▸ SUPPLIED DATA
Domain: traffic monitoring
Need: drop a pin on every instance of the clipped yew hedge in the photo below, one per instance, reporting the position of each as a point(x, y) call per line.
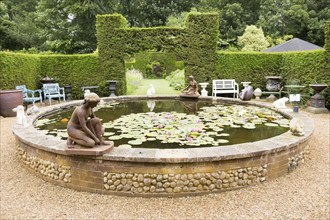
point(76, 71)
point(167, 62)
point(195, 44)
point(248, 67)
point(18, 69)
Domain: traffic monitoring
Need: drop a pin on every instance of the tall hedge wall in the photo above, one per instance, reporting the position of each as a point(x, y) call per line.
point(196, 44)
point(167, 61)
point(248, 67)
point(75, 70)
point(18, 69)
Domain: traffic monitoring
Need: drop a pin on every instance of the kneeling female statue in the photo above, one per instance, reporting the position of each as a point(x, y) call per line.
point(84, 128)
point(191, 89)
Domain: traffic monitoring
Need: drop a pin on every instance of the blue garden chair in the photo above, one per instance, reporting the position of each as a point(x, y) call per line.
point(30, 96)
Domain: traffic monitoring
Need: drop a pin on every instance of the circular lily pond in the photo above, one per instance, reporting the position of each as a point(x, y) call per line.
point(176, 123)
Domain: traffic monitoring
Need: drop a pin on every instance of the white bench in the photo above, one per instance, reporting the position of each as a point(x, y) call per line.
point(225, 86)
point(53, 90)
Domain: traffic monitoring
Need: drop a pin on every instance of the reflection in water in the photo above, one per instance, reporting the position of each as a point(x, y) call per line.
point(113, 111)
point(151, 104)
point(190, 106)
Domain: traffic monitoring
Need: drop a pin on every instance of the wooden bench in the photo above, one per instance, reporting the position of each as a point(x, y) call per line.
point(225, 86)
point(30, 95)
point(53, 90)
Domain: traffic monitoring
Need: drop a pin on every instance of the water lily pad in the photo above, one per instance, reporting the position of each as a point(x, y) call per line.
point(115, 137)
point(135, 142)
point(223, 135)
point(125, 146)
point(222, 141)
point(126, 136)
point(106, 134)
point(271, 124)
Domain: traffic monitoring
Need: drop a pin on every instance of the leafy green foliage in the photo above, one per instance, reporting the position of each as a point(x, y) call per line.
point(253, 39)
point(75, 70)
point(195, 45)
point(146, 60)
point(176, 79)
point(18, 69)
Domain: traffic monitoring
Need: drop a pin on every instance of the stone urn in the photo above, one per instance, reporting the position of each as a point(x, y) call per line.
point(273, 83)
point(47, 79)
point(317, 100)
point(10, 99)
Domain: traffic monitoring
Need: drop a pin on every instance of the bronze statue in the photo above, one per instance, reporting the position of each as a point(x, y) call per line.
point(191, 89)
point(84, 128)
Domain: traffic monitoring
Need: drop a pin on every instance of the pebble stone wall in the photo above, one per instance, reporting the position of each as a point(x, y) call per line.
point(178, 183)
point(44, 167)
point(152, 173)
point(298, 159)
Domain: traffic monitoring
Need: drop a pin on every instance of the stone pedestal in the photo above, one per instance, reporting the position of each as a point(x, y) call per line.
point(317, 101)
point(204, 91)
point(273, 86)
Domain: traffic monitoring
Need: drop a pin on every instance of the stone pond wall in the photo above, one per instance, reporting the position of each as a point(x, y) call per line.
point(97, 174)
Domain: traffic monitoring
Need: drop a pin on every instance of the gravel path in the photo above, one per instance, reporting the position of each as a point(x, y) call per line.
point(303, 194)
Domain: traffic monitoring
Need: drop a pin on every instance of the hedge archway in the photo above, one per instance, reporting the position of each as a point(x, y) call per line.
point(196, 44)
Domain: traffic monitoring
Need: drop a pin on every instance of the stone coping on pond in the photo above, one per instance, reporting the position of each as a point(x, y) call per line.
point(38, 139)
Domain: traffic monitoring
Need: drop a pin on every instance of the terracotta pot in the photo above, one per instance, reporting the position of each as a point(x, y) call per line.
point(10, 99)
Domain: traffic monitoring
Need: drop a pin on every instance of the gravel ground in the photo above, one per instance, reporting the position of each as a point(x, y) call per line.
point(303, 194)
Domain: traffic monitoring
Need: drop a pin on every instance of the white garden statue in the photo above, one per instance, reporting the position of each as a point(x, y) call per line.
point(20, 116)
point(296, 127)
point(32, 110)
point(280, 103)
point(151, 91)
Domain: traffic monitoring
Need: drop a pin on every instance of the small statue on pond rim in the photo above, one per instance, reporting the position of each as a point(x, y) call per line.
point(192, 88)
point(84, 128)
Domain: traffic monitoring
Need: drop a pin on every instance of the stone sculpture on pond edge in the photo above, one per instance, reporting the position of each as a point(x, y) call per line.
point(85, 131)
point(191, 91)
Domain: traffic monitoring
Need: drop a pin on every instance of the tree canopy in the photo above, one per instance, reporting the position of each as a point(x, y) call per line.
point(68, 26)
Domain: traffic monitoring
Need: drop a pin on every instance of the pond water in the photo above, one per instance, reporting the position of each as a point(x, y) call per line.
point(176, 123)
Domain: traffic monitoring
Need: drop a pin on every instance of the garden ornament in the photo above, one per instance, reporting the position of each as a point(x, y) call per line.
point(20, 116)
point(32, 110)
point(151, 91)
point(191, 89)
point(84, 128)
point(296, 127)
point(247, 93)
point(280, 103)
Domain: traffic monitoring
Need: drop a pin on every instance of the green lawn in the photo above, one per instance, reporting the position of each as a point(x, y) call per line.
point(162, 87)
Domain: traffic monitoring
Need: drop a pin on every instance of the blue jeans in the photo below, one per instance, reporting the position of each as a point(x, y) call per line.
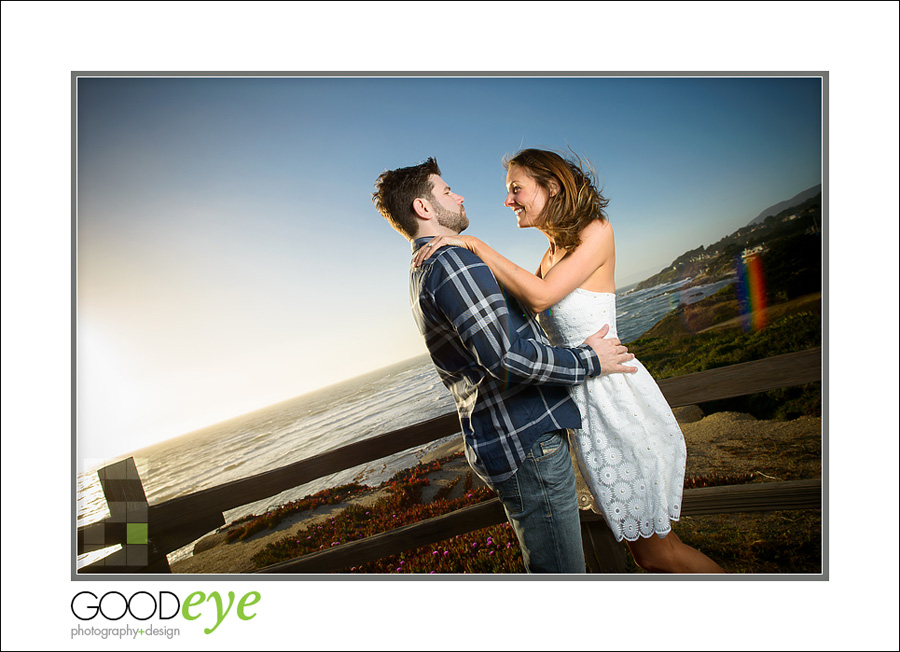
point(542, 507)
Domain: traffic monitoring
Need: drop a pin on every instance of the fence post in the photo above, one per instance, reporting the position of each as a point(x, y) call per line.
point(128, 507)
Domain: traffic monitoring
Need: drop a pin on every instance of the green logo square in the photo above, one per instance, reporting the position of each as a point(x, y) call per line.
point(136, 533)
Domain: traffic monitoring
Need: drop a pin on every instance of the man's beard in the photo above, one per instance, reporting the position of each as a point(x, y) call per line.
point(456, 222)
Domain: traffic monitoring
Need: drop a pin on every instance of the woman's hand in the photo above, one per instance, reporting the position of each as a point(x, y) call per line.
point(426, 250)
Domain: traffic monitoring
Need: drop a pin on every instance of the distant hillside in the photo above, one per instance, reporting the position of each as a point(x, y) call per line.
point(796, 200)
point(716, 262)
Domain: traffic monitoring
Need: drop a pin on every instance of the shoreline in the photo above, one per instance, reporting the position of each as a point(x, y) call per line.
point(721, 442)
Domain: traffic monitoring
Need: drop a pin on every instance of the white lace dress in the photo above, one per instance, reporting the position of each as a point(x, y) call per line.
point(630, 449)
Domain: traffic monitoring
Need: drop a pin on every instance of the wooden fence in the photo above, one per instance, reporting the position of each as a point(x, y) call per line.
point(148, 532)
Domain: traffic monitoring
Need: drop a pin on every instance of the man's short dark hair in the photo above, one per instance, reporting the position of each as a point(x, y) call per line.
point(396, 190)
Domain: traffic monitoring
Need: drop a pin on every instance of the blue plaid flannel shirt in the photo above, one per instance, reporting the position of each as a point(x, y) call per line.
point(493, 356)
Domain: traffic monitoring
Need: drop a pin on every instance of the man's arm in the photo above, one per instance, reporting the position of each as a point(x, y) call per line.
point(466, 292)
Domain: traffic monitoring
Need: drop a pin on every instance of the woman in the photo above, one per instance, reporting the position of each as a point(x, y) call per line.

▸ WHAT THIS TASK INVOLVES
Switch "drop a pin on" to "place a marker on" in all of the records above and write them out again with everything else unchanged. Leave the pictures out.

▸ TASK ANSWER
Domain: traffic monitoring
Need: place a marker on every instance of the clipped yew hedge in the photo below, one per instance, reporting the position of each as a point(x, y) call per line.
point(76, 71)
point(167, 62)
point(195, 44)
point(248, 67)
point(18, 69)
Domain: traffic monitoring
Need: place a marker on every instance of the tall hedge wall in the photo above, one per instance, reporting the position of each as a point(x, y) call per line.
point(196, 44)
point(167, 61)
point(248, 67)
point(75, 70)
point(18, 69)
Domain: traffic monitoring
Need: place a marker on every instance of the kneeling female statue in the photo above, one per instance, reporting the position of each as a point(x, y) call per line.
point(84, 128)
point(191, 89)
Domain: traffic monitoring
Need: place a marker on every instance of the blue garden chair in the photo above, one per instance, reporting the position of each as a point(x, y) call per line.
point(30, 96)
Domain: traffic monitoring
Need: place a marker on every instance of the circular lily pond in the photo above, one per instance, reporting the position of each as a point(x, y) call per line.
point(176, 123)
Domain: traffic monitoring
Need: place a marker on every instance of the white bench in the photo above, one per instance, reporting the position of each as a point(x, y) call per line.
point(225, 86)
point(53, 90)
Domain: traffic monitoring
Need: place a marker on every instance of the reflection in water in the photo above, one per instance, reporting the position of each as a point(x, y) call per line.
point(113, 111)
point(151, 104)
point(190, 106)
Domain: traffic monitoring
Need: place a marker on every instance of the wooden bench in the photo above, one per instance, reporting the position of each as a point(x, y) call per line.
point(225, 86)
point(30, 95)
point(53, 90)
Domain: traffic monitoring
Need: place a marker on every instance of the water lily pad in the photo above, one per instance, reporting the position of each as a point(x, y) call per line.
point(115, 137)
point(135, 142)
point(223, 135)
point(125, 146)
point(222, 141)
point(126, 136)
point(106, 134)
point(271, 124)
Domain: traffic monitoring
Need: place a marker on every instance of the leafy green foliage in the photo above, one per instance, reporting the position of each as a point(x, y) call per line.
point(253, 39)
point(75, 70)
point(195, 45)
point(146, 60)
point(176, 79)
point(18, 69)
Domain: traffic monitoring
Need: place a marker on every instance of the stone urn in the photo above, one per instance, reporting the position of each as a point(x, y) call per line.
point(273, 83)
point(47, 79)
point(317, 100)
point(10, 99)
Domain: traffic monitoring
Need: place a marker on every instance of the bronze statue in the photo above, one per instance, reporting the position of each as a point(x, y) call per line.
point(191, 89)
point(84, 128)
Domain: traffic monitoring
Need: place a marker on every instance of the pebble stone wall in the photo above, one per instance, reporting the position of each as a point(x, y) call per line.
point(178, 183)
point(44, 167)
point(152, 173)
point(298, 159)
Domain: traffic monitoring
Need: place a marker on every instance of the stone pedestal in the photo above, one per instance, reporting the position of each as a point(x, y) call per line.
point(317, 101)
point(204, 91)
point(273, 86)
Domain: traffic monitoring
Need: place a marker on every instance of the stone pond wall in the photo above, one per instance, reporting the position of each as a point(x, y) call per line.
point(97, 174)
Domain: traffic monitoring
Need: place a marker on every instance of the gravel path in the photo above, one per instance, reporting the position of each as a point(x, y) call per line.
point(303, 194)
Domain: traffic monitoring
Need: place a marker on every instance of the hedge archway in the photo above, one per instance, reporting the position of each as a point(x, y) call per line.
point(196, 44)
Domain: traffic monitoring
Need: place a marker on every instance of the stone coping on pond in the photo above, one per instance, reporting the position of each as a point(x, y) call per line.
point(38, 139)
Domain: traffic monitoring
Need: place a marker on every instance of the terracotta pot in the photo above, one per instance, reporting the position of each as a point(x, y) call per line.
point(10, 99)
Domain: traffic monitoring
Need: place a marker on every instance of the gravel ground in the photo above, one per instance, reporting the position of each as a point(x, y) call per line.
point(303, 194)
Domain: traffic monitoring
Need: place a marker on every instance of the white garden statue in the photo above, one per instance, reporting the position of each as a point(x, y) call per line.
point(20, 116)
point(296, 127)
point(32, 110)
point(280, 103)
point(151, 91)
Domain: traffic monitoring
Need: place a marker on every instance of the small statue on pond rim in the photo above, one per instance, reporting the position of each as a point(x, y) call per line.
point(192, 88)
point(84, 128)
Domain: traffic monitoring
Need: place a marker on every instance of the stone sculpture on pond edge in the photo above, one per instance, reporting the position of each as a point(x, y) call per line.
point(85, 131)
point(191, 91)
Domain: traffic monitoring
Need: place a marker on every instance of the tree canopy in the photo above, one per instance, reporting the position of each as a point(x, y) call per line.
point(68, 26)
Domain: traffic monitoring
Need: place a marker on every instance of the pond water in the photo above, one per instance, reporting the position of each as a point(x, y) call per line.
point(176, 123)
Domain: traffic monitoring
Need: place a marker on every instance of the garden ornament in the photo above, one per instance, reporting the position of each as a point(x, y) call per line.
point(20, 116)
point(32, 110)
point(151, 91)
point(191, 89)
point(84, 128)
point(296, 127)
point(247, 93)
point(280, 103)
Domain: traffic monitoring
Need: place a marker on every instance of the green lawn in the photo above, one per instance, reporting the position of each as a point(x, y) call per line.
point(162, 87)
Domain: traffic monitoring
Need: place a marker on every instance of the blue jeans in the photo below, one per instance, reporting the position of each as a point(x, y) call per line.
point(542, 507)
Domain: traffic monitoring
Need: place a marker on every instance of the fence post in the photo above, one per instance, reporting the position of each as a point(x, y) call per line.
point(128, 507)
Domain: traffic monitoring
Need: place a marker on every instance of the green logo square in the photo above, one per instance, reporting the position of each as a point(x, y) call per line.
point(136, 533)
Domain: traffic monitoring
Need: place a marker on every instance of the man's beard in the photo above, one per instance, reporting the position of each as a point(x, y) call per line.
point(456, 222)
Domain: traffic monitoring
Need: place a marker on every instance of the woman's hand in the photo above, one per instance, reporting the position of each as a point(x, y) call per line.
point(426, 250)
Domain: traffic monitoring
Need: place a marker on every instance of the distant hillside in the photo above, one per instance, reporting the position of each as a point(x, y) call per line.
point(796, 200)
point(716, 262)
Domain: traffic monitoring
Need: place a marker on every instance of the shoreline in the photo above, one per instance, reporting the position of each as a point(x, y) call per line.
point(721, 442)
Domain: traffic monitoring
Need: place a marker on every instance of the white lace dress in the photo above, one per instance, reporting the position of each as a point(x, y) call per line.
point(630, 449)
Domain: traffic monitoring
Need: place a marker on every instance of the wooden fence in the photo above, one per instance, reporting the position of each as a point(x, y) call per line.
point(148, 532)
Domain: traffic monitoring
Need: place a marker on every instance of the man's short dark hair in the photo above, one per instance, reporting the position of each as a point(x, y) call per line.
point(396, 190)
Domain: traffic monitoring
Need: place a marker on every instance of the blue plaid flannel shirt in the photo above, one per instance, reporting the position of each as a point(x, y) call per line.
point(493, 356)
Domain: traffic monitoring
Need: place a marker on every instance of the man's arm in the photo above, one per instance, reporting the position of each as a point(x, y) call per line.
point(466, 292)
Domain: traffic monitoring
Need: place a marker on every instance of the woman in the photo above, one per instance, reporting the position of each as a point(x, y) call per line.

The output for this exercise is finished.